**Given task 1**
From the unemployment insurance and retirement study summary, output the passage between "UI programs offer" and "worker’s lost earnings.", inclusive, without changing a word.
**Given task 2**
Pick up the unemployment insurance and retirement study summary at the end of its last sentence and write the next part.

**Provided passage**

-----

Absence of conflict of interest.

Citation

Coile, C., & Levine, P. (2007). Labor market shocks and retirement: Do government programs matter? Journal of Public Economics, 91(10), 1902-1919.

Highlights

  • The study examined the impact of the generosity of unemployment insurance (UI) benefits on retirement decisions.
  • The study used a statistical model and data from the March Current Population Survey for 1980–2004 to estimate impacts.
  • The study found no relationship between the generosity of UI benefits and the likelihood of retirement or receipt of UI.
  • The quality of causal evidence presented in this report is low because the authors did not ensure that the groups being compared were similar before changes in the generosity of UI benefits were observed. This means we are not confident that the estimated effects are attributable to changes in the generosity of UI benefits; other factors are likely to have contributed.

Intervention Examined

Unemployment Insurance (UI)

Features of the Intervention

UI programs offer monetary benefits to eligible workers who meet eligibility requirements. Typically, workers who lost a job through no fault of their own, are actively looking for work, and had a sufficient work history before job loss are eligible for UI benefits. States administer UI benefits with oversight from the U.S. Department of Labor and vary in both the eligibility requirements and the benefits offered. On average, benefits replace approximately 35 percent of a worker’s lost earnings.

Features of the Study

The authors used a statistical model to estimate the likelihood of transitioning to retirement based on variations in the maximum UI benefit amount and the ease of meeting work history eligibility requirements, which vary by state and year.

-----

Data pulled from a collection
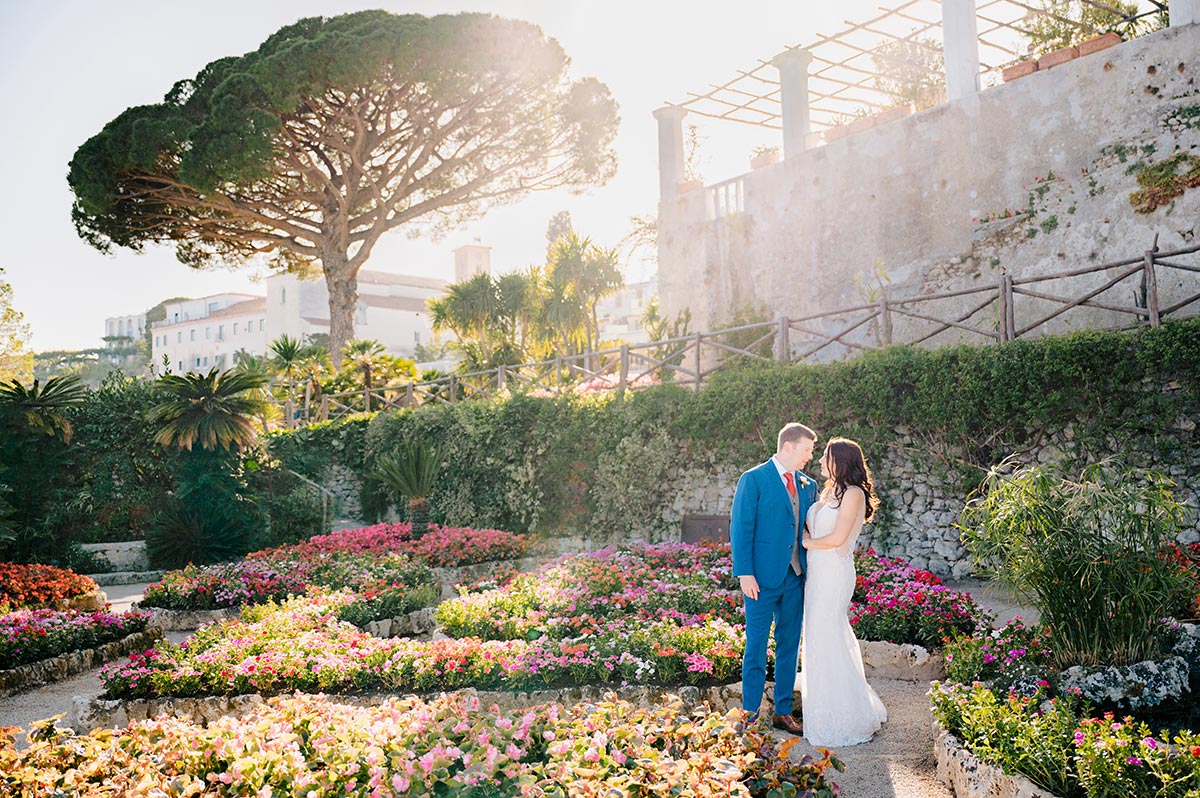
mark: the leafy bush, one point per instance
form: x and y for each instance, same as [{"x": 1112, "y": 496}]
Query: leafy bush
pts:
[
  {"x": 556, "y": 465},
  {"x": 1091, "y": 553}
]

-----

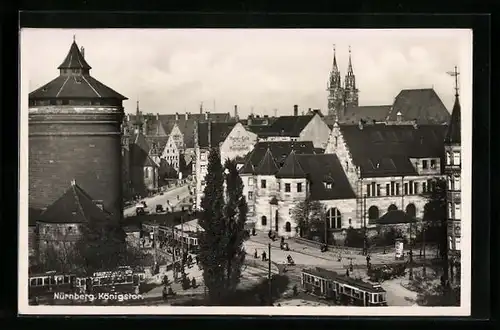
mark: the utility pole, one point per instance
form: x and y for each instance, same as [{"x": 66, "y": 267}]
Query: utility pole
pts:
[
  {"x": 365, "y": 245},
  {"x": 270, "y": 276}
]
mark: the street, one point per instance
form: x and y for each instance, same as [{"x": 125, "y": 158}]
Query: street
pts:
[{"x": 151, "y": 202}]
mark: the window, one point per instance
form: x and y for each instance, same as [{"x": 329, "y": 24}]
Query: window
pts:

-----

**Final result 1**
UI programs offer monetary benefits to eligible workers who meet eligibility requirements. Typically, workers who lost a job through no fault of their own, are actively looking for work, and had a sufficient work history before job loss are eligible for UI benefits. States administer UI benefits with oversight from the U.S. Department of Labor and vary in both the eligibility requirements and the benefits offered. On average, benefits replace approximately 35 percent of a worker’s lost earnings.

**Final result 2**
Findings

Employment

  • The study found no statistically significant relationships between changes in the maximum UI benefit amount or work history requirements and the likelihood of retirement.

Public benefit receipt

  • The study also found no statistically significant relationships between changes in the maximum UI benefit amount or work history requirements and receipt of UI for older workers.

Considerations for Interpreting the Findings

Although the study used regression models that controlled for age and race, the authors did not account for other existing differences between groups being compared in different states and years. These existing differences between the groups—and not UI generosity—could explain the observed differences in outcomes.

Causal Evidence Rating

The quality of causal evidence presented in this report is low because the authors did not ensure that the groups being compared were similar before observing changes in the generosity of UI benefits. This means we are not confident that the estimated effects are attributable to changes in the generosity of UI benefits; other factors are likely to have contributed.